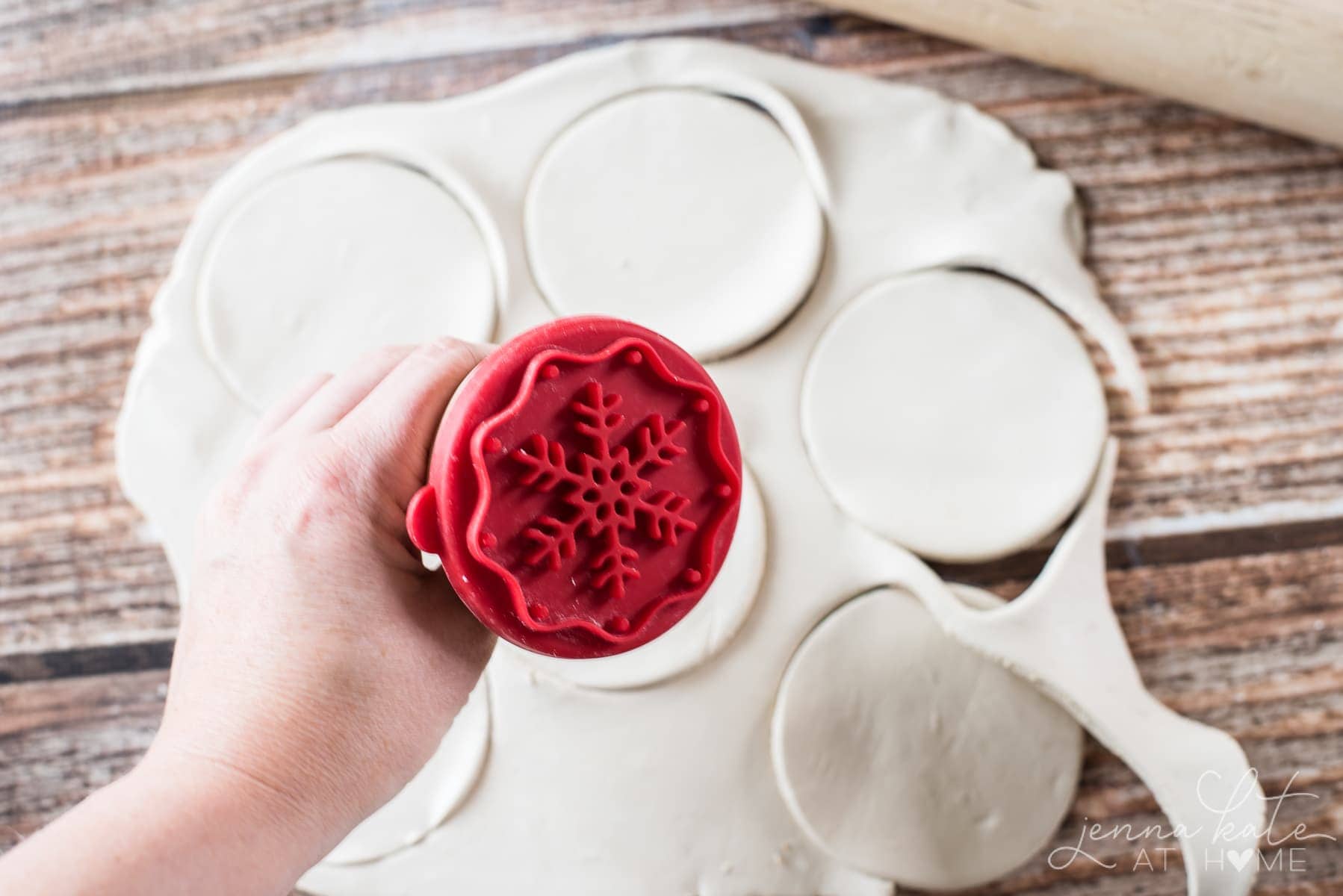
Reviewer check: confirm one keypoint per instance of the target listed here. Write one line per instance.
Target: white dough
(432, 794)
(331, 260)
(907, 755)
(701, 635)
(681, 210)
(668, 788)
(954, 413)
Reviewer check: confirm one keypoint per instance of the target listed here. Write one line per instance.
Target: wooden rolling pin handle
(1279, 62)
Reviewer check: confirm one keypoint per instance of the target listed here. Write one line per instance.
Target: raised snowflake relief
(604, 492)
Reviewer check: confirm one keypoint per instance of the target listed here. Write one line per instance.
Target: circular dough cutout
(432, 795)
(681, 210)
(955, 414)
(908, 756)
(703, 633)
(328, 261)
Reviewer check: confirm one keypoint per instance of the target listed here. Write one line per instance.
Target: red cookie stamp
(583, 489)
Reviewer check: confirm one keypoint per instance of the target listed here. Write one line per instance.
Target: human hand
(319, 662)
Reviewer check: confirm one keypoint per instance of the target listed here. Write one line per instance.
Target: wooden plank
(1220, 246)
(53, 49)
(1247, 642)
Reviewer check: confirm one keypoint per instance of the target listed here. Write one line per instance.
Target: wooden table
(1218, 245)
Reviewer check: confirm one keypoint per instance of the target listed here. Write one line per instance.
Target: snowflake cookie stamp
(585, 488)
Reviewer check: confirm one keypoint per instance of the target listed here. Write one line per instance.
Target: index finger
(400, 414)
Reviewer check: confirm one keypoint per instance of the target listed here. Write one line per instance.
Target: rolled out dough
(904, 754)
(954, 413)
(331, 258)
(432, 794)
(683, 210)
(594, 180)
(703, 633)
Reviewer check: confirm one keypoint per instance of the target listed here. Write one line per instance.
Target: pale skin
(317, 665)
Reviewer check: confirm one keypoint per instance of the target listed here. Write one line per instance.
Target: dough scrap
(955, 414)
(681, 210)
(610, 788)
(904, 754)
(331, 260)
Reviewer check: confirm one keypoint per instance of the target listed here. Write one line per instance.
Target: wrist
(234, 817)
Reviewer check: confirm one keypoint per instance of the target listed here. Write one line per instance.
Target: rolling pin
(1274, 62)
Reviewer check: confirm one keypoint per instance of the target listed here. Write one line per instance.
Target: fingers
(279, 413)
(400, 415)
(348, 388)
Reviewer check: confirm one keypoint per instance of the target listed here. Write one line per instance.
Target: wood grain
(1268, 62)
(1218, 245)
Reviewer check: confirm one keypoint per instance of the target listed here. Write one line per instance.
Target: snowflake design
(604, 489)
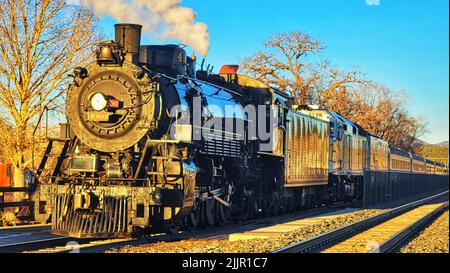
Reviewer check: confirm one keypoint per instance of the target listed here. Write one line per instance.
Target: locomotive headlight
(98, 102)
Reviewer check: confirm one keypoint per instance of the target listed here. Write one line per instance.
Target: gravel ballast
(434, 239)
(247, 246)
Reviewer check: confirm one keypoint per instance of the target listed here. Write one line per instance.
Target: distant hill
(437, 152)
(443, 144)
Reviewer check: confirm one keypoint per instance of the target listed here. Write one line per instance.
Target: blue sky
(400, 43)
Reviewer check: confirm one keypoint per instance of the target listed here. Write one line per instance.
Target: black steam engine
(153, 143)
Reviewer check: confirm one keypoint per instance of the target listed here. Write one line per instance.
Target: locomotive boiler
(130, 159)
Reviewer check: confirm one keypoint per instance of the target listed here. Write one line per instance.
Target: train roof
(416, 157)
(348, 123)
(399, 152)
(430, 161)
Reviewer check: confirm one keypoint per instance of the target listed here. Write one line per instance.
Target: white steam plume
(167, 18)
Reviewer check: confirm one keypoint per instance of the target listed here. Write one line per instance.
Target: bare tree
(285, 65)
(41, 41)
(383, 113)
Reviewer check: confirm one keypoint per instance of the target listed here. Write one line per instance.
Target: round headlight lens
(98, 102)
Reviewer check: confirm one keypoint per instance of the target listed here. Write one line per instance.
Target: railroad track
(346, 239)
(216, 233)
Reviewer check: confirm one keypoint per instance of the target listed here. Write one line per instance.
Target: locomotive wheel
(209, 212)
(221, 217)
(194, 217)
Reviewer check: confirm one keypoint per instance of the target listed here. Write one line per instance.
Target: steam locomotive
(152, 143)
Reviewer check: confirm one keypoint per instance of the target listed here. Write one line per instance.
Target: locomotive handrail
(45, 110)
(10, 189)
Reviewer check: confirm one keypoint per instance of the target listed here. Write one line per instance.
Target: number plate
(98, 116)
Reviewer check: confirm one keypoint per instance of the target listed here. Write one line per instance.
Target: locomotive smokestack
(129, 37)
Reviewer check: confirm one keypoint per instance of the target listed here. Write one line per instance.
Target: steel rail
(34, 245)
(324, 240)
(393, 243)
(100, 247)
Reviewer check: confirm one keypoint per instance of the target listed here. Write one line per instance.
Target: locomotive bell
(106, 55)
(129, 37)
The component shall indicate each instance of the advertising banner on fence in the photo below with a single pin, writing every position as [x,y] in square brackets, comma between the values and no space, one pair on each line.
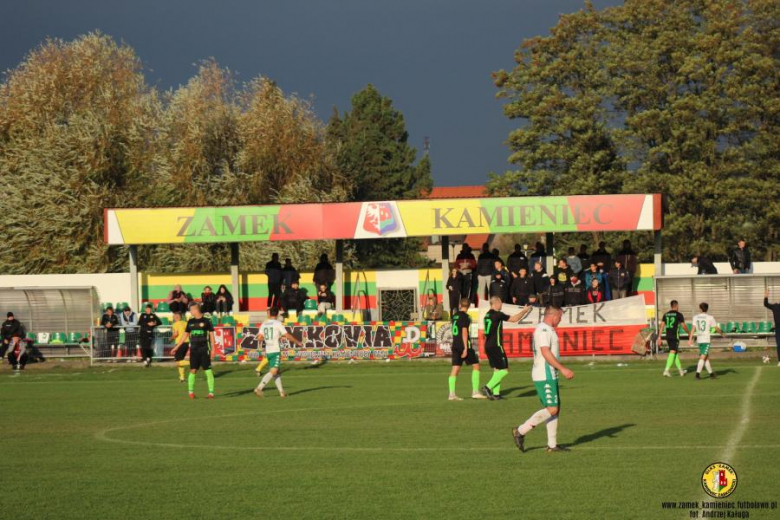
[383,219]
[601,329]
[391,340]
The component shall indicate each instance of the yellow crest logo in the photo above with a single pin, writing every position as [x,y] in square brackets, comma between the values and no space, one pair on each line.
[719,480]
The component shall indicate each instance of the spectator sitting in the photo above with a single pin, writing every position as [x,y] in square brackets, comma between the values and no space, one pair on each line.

- - -

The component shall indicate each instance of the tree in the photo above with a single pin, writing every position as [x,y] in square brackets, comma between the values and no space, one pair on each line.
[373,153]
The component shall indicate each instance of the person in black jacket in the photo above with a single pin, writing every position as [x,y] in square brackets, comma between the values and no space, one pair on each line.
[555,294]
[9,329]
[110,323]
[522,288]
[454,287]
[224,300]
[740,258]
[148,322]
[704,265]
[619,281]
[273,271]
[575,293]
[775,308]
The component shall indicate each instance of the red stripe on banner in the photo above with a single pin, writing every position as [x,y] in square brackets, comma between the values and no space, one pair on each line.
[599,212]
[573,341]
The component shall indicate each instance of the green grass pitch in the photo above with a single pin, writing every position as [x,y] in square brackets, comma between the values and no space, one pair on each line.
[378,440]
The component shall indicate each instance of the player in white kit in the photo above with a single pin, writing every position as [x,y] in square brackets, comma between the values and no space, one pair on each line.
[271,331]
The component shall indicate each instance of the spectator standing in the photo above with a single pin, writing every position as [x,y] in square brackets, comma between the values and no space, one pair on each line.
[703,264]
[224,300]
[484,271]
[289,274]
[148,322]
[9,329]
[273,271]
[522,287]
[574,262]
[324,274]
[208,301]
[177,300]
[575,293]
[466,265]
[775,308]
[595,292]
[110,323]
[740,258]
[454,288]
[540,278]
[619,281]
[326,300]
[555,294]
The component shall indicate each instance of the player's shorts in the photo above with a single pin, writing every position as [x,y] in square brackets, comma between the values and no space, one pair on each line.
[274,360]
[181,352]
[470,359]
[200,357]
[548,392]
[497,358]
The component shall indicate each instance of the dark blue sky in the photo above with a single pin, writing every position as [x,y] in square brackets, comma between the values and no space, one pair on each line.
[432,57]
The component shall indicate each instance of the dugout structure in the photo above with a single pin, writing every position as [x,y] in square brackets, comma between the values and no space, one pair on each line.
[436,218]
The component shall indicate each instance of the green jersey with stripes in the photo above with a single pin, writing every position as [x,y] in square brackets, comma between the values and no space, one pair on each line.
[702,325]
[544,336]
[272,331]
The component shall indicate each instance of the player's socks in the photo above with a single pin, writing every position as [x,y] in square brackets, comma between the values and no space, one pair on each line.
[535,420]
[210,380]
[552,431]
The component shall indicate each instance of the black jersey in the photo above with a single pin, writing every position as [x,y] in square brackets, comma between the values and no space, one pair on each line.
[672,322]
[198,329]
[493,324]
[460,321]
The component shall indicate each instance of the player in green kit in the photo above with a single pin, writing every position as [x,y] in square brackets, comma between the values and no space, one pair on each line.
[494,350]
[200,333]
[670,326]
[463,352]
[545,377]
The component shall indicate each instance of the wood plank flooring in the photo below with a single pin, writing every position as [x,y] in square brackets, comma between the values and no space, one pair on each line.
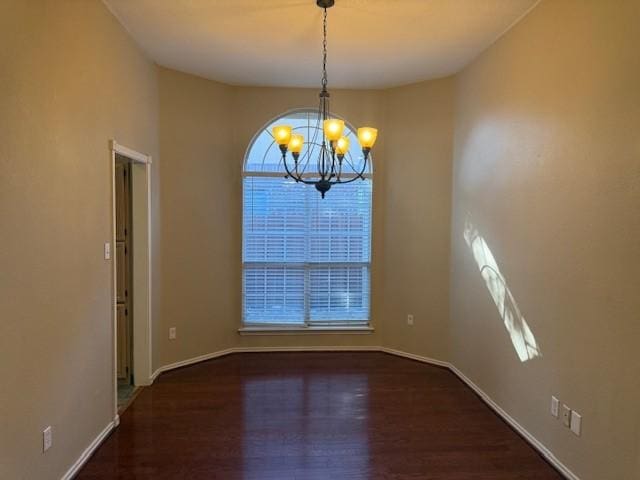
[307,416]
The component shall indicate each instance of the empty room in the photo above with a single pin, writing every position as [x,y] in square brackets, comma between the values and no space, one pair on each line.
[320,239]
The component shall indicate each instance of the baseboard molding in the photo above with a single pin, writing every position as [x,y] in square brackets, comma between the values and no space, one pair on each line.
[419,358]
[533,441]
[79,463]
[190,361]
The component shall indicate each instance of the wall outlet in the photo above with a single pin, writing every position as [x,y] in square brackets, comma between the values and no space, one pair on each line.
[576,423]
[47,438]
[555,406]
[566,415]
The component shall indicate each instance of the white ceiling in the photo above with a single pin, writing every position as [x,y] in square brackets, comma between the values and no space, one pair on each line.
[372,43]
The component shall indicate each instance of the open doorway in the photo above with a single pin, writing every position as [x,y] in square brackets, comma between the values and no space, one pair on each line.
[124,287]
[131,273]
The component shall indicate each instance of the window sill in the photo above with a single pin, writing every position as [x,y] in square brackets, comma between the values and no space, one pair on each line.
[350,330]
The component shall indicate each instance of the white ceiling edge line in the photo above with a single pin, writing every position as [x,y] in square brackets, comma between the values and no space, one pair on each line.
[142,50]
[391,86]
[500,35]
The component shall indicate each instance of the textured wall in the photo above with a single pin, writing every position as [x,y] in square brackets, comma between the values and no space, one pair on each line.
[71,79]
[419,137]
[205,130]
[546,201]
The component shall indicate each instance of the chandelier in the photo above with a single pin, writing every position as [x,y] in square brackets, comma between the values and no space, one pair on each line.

- - -

# WHAT IS NEEDED
Print the material verbatim, starting at the line that contains "The component shall indicate each instance of the baseboard" and stopping after the line that contains "The component shall indicate each instance of the chandelier".

# TASK OUTPUT
The component shall indicate each instance of the baseboard molding in the photo above with a single pin, writing every position as [x,y] in square brackets, comma between the values and no space, one pair on each line.
[419,358]
[533,441]
[79,463]
[190,361]
The component shall indicate each instance of the wall outlet in the photo above with a single pin, writing every position as [x,y] in square brackets, comma between the values and no space, one pair on each line.
[576,423]
[47,438]
[555,406]
[566,415]
The component shall indicate each instance of the white ceiling in the photo above with a single pin, writing every position as [x,y] in square brackets, comma between the values and no space, one pair on each line.
[372,43]
The component shall indicate each instance of the open doorway in the photo above with a single pin, writing every position as [x,y] in square brackets, comma between the values and no space, one pair on each line.
[124,287]
[131,273]
The component shall indicate each instance of the window sill in the photo above with a single pin, writing every position as [x,y] in square brackets, comma between the values and no space, one pair on each line.
[350,330]
The component shall indicate each instance of the white ceiling edge line in the photo above with a single pin, writing every position as [x,y] in square brackets, comma between the values and no space, one pair on each line.
[142,50]
[391,86]
[500,35]
The component shall indicate each instance of the textured wall in the photo above with a single pin, writing every position as [x,y] in square brackets, comma between the values and no space, one pair on each line.
[71,79]
[419,137]
[205,130]
[546,201]
The component shall indicate each instance of the chandelier in the photo above with a single pin, writing every position as [x,y] in square brackets, comma between the values and no space, one pair on each line.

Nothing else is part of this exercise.